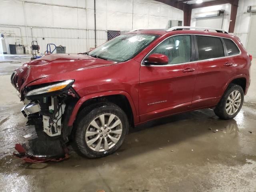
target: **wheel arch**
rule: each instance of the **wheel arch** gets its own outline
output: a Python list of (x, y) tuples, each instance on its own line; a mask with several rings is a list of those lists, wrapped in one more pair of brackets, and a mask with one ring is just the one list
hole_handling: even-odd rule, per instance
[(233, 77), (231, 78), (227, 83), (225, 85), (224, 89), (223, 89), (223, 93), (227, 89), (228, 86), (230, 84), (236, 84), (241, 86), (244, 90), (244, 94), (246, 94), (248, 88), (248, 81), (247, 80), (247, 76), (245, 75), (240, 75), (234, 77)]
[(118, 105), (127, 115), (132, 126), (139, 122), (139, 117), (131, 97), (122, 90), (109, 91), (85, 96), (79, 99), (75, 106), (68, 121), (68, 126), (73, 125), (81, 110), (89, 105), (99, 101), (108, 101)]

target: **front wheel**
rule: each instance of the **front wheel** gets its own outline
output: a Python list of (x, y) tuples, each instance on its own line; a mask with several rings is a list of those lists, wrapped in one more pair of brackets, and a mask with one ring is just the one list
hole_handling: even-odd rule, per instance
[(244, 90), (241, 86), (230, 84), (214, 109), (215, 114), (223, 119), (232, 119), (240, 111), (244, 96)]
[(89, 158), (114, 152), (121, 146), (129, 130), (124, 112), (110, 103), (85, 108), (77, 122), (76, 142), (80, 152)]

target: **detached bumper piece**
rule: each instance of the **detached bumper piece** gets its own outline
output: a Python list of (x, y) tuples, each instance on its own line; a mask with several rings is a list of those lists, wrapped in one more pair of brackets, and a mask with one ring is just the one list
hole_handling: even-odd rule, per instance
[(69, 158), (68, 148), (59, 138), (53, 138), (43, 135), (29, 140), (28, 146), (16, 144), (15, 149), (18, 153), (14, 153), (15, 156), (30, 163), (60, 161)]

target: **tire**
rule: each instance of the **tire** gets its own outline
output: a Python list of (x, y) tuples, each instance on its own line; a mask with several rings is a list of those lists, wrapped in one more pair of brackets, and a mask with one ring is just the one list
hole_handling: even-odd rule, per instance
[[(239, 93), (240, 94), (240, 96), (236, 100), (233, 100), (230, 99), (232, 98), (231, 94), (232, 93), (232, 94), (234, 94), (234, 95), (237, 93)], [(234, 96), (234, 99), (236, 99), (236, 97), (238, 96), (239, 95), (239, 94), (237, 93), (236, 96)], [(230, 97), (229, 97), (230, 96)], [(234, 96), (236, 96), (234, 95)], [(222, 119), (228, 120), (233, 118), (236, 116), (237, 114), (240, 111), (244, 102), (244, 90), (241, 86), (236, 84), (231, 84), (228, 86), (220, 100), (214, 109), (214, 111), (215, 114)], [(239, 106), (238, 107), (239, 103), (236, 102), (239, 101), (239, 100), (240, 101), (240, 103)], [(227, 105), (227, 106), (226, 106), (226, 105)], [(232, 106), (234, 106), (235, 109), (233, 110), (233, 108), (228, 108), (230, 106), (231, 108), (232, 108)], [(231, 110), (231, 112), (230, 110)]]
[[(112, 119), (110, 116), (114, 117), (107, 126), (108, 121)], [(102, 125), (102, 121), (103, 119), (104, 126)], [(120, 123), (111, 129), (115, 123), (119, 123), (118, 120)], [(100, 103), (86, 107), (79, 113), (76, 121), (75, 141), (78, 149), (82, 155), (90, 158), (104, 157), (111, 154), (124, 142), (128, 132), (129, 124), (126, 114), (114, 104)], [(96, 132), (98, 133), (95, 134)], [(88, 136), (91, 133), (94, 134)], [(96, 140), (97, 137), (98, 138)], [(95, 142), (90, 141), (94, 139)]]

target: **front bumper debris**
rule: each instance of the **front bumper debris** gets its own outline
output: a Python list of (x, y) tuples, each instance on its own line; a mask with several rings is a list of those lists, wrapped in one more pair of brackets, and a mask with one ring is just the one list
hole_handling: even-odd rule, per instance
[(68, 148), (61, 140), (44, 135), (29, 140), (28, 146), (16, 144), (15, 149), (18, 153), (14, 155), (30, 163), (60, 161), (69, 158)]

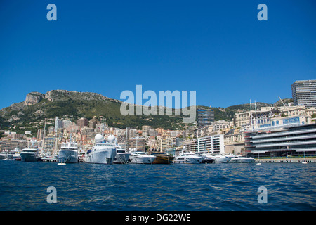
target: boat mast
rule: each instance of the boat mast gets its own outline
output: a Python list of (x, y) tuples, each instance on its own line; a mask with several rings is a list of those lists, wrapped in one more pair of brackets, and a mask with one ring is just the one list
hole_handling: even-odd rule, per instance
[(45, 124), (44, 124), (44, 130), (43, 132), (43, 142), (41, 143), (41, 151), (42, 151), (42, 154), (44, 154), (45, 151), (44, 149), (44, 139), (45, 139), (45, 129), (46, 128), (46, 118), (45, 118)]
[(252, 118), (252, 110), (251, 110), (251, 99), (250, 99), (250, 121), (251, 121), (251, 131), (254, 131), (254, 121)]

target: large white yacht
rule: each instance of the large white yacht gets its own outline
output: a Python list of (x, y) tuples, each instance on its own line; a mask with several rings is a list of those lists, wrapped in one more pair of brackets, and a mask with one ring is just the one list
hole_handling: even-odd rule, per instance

*Work to be completed:* Each line in the records above should be reproduced exactly; images are not copied.

*Correct result:*
target: **wheel arch**
rule: each instance of the **wheel arch** gets its own outline
output: a Python list of (x, y) tuples, each instance on its own line; a mask with several rings is a list of those lists, wrapped in one more pair of brackets, and a mask with one ring is just the one list
hole_handling: even-odd rule, per instance
[(233, 77), (231, 78), (227, 83), (225, 85), (224, 89), (223, 89), (223, 93), (227, 89), (228, 86), (230, 84), (236, 84), (241, 86), (244, 90), (244, 94), (246, 94), (248, 88), (248, 81), (247, 80), (247, 76), (245, 75), (240, 75), (234, 77)]
[(118, 105), (127, 115), (132, 126), (139, 122), (139, 117), (131, 97), (122, 90), (109, 91), (85, 96), (79, 99), (75, 106), (68, 121), (68, 126), (73, 125), (81, 110), (89, 105), (99, 101), (108, 101)]

target: **front wheel**
rule: each instance of the **front wheel** gets its own outline
output: a Python list of (x, y) tuples, each instance on its own line; a mask with several rings is a list of those lists, wrapped in one more pair of brackets, and a mask with one ring is just the one list
hole_handling: even-odd rule, per instance
[(244, 90), (241, 86), (230, 84), (214, 109), (215, 114), (223, 119), (232, 119), (240, 111), (244, 96)]
[(89, 158), (114, 152), (121, 146), (129, 130), (124, 112), (110, 103), (85, 108), (77, 122), (76, 142), (80, 152)]

target: **detached bumper piece**
rule: each instance of the **detached bumper piece** gets its own outline
output: a Python list of (x, y) tuples, each instance on its own line; a mask with several rings is a list of those lists, wrapped in one more pair of brackets, and a mask with one ring is just the one list
hole_handling: even-odd rule, per instance
[(69, 158), (68, 148), (59, 138), (53, 138), (43, 135), (29, 140), (28, 146), (16, 144), (15, 149), (18, 153), (14, 153), (15, 156), (30, 163), (60, 161)]

target: **tire**
rule: each instance of the **tire** gets its own outline
output: a Python list of (x, y) tuples, each instance on its own line; a mask with several rings is a list of those lists, wrapped in one more pair of brackets, and a mask with one ring is just the one list
hole_handling: even-odd rule, per instance
[[(239, 93), (240, 94), (240, 96), (236, 100), (233, 100), (230, 99), (232, 98), (231, 94), (232, 93), (232, 94), (234, 94), (234, 95), (237, 93)], [(234, 96), (234, 99), (236, 99), (236, 97), (238, 96), (239, 95), (239, 94), (237, 93), (236, 96)], [(230, 97), (229, 97), (230, 96)], [(234, 96), (236, 96), (234, 95)], [(222, 119), (228, 120), (233, 118), (236, 116), (237, 114), (240, 111), (244, 102), (244, 90), (241, 86), (236, 84), (231, 84), (228, 86), (220, 100), (214, 109), (214, 111), (215, 114)], [(239, 106), (238, 107), (239, 103), (236, 102), (239, 101), (239, 100), (240, 101), (240, 103)], [(227, 105), (227, 106), (226, 106), (226, 105)], [(232, 106), (234, 106), (235, 109), (233, 110), (233, 108), (228, 108), (230, 106), (231, 108), (232, 108)], [(231, 110), (231, 112), (230, 110)]]
[[(112, 119), (110, 116), (114, 117), (107, 126), (108, 121)], [(102, 125), (102, 121), (103, 119), (104, 126)], [(120, 123), (111, 129), (115, 123), (119, 123), (118, 120)], [(100, 103), (86, 107), (79, 113), (76, 121), (75, 141), (78, 149), (82, 155), (90, 158), (104, 157), (111, 154), (124, 142), (128, 132), (129, 124), (126, 114), (114, 104)], [(96, 132), (98, 133), (95, 134)], [(88, 136), (91, 133), (94, 134)], [(96, 140), (97, 137), (98, 138)], [(95, 142), (90, 141), (94, 139)]]

target: **front bumper debris**
rule: each instance of the **front bumper debris** gets its own outline
output: a Python list of (x, y) tuples, each instance on its own line; a mask with several rings is a list of those lists, wrapped in one more pair of brackets, and a mask with one ring is just the one list
hole_handling: even-odd rule, per instance
[(68, 148), (61, 140), (44, 135), (29, 140), (28, 146), (16, 144), (15, 149), (18, 153), (14, 155), (30, 163), (60, 161), (69, 158)]

target: boat mast
rule: each instance of the boat mast gets its own outline
output: a Python list of (x, y) tuples, each instance on its own line; a mask with several rings is a list of those lists, wrapped in one more pair of brackets, and a mask with one ring is just the one list
hole_handling: even-odd rule, per instance
[(45, 124), (44, 124), (44, 130), (43, 132), (43, 142), (41, 143), (41, 151), (42, 151), (42, 154), (44, 154), (45, 151), (44, 149), (44, 139), (45, 139), (45, 129), (46, 128), (46, 118), (45, 118)]
[(252, 118), (252, 110), (251, 110), (251, 99), (250, 99), (250, 121), (251, 121), (251, 131), (254, 131), (254, 121)]

target: large white yacht
rule: each instance of the large white yacht gets its own outline
output: a Python list of (x, y) tuples, each instance on its own line; a mask with several rings is a list of those lists, wrapped in one more pair of brackets, and a mask with one ring is just the one list
hole_handling: even-odd rule, per instance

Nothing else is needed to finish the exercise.